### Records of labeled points
** Start **

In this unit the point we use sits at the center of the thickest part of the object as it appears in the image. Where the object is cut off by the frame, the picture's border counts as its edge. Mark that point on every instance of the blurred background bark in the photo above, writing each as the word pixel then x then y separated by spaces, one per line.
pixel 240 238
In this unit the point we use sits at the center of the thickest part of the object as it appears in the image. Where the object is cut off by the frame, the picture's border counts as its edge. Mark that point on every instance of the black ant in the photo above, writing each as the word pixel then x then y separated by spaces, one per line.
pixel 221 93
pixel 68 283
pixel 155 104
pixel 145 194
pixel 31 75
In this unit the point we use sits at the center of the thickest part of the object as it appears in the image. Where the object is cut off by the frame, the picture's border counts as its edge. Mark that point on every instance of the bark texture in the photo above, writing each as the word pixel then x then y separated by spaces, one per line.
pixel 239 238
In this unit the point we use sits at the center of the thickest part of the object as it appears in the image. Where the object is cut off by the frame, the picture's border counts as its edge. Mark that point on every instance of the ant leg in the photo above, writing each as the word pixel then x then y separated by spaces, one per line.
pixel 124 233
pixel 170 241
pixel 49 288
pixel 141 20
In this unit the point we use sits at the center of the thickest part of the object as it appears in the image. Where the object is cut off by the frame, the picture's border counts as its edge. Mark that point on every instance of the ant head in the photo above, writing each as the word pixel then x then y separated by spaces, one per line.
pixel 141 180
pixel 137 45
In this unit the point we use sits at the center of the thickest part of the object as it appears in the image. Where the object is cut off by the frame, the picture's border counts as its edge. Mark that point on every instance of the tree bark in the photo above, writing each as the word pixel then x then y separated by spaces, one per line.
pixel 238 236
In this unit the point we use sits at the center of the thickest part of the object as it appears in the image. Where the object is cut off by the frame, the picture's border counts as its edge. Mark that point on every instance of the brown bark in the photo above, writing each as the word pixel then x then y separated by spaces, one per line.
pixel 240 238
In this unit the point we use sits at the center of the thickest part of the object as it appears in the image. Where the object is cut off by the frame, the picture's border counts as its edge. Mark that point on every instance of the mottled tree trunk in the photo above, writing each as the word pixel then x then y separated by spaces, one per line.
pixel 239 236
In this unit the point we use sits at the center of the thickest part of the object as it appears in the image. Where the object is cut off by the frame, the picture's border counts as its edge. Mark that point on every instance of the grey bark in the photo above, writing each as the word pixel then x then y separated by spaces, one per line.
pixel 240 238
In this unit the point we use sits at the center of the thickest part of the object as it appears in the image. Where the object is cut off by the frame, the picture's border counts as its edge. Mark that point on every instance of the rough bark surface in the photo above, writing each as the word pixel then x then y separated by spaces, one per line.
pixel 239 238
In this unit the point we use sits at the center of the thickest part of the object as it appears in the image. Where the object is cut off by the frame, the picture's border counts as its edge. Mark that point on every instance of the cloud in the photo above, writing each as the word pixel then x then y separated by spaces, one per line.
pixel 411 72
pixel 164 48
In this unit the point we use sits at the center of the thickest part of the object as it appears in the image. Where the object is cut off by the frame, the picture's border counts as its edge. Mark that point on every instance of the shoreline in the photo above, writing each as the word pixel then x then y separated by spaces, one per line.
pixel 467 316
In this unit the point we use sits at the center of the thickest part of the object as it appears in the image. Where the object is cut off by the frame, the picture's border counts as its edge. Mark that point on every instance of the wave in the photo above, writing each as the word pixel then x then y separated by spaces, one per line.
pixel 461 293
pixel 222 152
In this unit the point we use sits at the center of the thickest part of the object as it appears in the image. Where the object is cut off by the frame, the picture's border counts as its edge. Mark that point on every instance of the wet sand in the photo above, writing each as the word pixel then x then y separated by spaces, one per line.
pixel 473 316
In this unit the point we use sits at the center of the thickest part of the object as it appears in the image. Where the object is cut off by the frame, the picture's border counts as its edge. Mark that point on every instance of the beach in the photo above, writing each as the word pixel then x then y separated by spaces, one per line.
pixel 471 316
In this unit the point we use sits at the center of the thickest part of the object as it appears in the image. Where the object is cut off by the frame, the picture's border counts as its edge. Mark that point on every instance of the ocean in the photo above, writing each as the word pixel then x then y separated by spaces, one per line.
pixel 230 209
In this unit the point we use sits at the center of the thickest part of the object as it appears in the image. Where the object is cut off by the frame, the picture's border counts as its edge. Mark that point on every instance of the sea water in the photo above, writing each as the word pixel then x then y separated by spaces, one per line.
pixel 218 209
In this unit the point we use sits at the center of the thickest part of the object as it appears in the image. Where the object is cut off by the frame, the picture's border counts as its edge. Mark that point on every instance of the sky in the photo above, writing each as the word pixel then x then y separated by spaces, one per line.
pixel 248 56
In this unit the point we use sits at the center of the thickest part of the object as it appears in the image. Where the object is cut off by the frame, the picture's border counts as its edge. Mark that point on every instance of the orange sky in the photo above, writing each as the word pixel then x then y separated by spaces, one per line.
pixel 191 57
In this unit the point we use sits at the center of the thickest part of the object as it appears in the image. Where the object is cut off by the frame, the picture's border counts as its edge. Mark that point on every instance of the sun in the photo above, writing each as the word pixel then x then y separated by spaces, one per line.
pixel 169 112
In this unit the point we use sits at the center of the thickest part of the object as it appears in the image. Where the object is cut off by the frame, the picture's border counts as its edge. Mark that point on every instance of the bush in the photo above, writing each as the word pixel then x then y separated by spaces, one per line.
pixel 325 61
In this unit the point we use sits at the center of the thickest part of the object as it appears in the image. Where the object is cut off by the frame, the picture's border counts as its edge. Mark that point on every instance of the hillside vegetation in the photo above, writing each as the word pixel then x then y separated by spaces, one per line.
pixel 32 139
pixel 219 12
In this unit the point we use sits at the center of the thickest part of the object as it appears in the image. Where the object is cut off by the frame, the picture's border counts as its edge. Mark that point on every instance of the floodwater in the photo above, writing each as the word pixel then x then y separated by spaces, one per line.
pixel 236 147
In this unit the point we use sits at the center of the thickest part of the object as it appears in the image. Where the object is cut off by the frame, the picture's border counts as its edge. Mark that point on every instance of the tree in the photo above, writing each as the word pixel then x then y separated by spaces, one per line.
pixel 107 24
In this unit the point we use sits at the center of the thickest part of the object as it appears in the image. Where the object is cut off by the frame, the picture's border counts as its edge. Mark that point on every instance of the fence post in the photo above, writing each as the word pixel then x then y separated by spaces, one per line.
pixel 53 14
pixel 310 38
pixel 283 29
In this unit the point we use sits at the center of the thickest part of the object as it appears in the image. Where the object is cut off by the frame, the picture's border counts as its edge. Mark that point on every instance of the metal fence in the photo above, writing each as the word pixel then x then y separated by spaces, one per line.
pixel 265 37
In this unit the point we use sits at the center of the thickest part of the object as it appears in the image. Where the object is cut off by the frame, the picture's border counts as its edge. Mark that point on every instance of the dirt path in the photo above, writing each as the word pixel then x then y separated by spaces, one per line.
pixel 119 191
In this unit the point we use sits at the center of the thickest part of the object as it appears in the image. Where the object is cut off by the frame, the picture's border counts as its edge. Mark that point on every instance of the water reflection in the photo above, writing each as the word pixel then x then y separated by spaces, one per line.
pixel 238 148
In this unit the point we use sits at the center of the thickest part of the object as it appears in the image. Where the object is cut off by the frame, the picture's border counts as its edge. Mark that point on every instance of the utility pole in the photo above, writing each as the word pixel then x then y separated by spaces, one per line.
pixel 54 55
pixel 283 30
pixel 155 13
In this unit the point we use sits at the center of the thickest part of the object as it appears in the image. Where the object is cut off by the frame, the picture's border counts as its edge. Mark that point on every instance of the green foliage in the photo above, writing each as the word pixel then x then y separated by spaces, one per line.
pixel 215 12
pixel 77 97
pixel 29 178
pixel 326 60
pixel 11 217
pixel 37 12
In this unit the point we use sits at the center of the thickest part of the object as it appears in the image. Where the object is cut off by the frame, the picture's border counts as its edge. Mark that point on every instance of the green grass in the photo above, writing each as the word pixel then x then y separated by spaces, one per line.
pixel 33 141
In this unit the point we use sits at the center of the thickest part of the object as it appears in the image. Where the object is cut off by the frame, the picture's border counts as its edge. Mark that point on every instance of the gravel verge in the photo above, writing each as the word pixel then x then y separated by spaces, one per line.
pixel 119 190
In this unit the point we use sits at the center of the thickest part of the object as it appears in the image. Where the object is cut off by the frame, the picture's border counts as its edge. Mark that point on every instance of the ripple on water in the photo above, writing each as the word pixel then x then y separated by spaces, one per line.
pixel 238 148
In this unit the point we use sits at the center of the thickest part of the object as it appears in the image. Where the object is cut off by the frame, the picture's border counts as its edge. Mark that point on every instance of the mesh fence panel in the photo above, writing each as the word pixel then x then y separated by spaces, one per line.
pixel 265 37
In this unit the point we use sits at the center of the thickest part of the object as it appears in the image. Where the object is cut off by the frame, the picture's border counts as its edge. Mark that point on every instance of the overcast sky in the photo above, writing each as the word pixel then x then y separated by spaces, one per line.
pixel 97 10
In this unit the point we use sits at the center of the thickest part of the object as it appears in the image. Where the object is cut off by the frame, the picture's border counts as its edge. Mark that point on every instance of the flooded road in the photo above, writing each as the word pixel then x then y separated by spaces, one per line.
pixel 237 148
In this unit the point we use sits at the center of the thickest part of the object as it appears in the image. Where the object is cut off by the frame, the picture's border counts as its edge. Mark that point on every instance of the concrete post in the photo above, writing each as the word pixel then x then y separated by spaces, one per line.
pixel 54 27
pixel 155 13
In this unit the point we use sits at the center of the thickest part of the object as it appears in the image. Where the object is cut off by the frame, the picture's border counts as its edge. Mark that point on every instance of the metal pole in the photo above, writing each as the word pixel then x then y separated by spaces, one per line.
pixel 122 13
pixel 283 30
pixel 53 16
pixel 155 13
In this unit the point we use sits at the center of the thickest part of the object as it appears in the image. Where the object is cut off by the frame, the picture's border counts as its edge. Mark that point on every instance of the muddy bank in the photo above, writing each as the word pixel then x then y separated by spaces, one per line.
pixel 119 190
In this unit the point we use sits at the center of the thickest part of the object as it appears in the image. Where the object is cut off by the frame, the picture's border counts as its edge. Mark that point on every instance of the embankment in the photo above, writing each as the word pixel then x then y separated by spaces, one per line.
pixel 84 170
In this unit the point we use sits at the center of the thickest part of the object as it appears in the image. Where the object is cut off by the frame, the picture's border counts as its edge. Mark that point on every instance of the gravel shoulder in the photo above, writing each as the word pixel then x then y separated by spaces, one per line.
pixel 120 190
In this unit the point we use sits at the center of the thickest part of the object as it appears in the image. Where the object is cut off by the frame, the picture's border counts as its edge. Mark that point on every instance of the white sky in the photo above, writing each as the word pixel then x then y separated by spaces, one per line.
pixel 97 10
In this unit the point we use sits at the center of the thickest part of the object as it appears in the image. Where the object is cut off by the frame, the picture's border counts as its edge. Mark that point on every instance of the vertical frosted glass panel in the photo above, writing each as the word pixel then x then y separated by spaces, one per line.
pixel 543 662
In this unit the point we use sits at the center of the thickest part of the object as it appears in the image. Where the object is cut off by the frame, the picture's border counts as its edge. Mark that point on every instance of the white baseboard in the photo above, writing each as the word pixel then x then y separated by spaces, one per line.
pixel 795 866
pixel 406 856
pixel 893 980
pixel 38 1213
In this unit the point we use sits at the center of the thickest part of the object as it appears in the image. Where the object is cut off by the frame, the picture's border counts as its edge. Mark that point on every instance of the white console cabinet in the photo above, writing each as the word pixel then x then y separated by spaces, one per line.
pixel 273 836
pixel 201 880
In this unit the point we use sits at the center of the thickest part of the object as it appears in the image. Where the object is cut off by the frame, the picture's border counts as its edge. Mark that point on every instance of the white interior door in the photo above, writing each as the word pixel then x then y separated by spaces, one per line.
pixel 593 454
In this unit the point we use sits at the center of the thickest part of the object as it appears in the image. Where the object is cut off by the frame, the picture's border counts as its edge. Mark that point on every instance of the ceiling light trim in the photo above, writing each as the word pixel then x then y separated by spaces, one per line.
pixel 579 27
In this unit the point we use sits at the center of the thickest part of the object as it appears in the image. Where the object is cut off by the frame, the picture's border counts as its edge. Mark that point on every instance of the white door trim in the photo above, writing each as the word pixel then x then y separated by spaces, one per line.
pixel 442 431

** End **

### Required work
From the line holding "the white door" to the last line of the records, quote each line exactly and add nothing.

### Task solution
In this unit the point we use sits at the center of the thickest part of the object as it appears in the image. Where the object is cut off by the frame, the picture's border counts as its edge. Mark that point on every instance of the white door trim in the photo above, writing each as the word pixel then x then y separated by spaces, one per line.
pixel 442 431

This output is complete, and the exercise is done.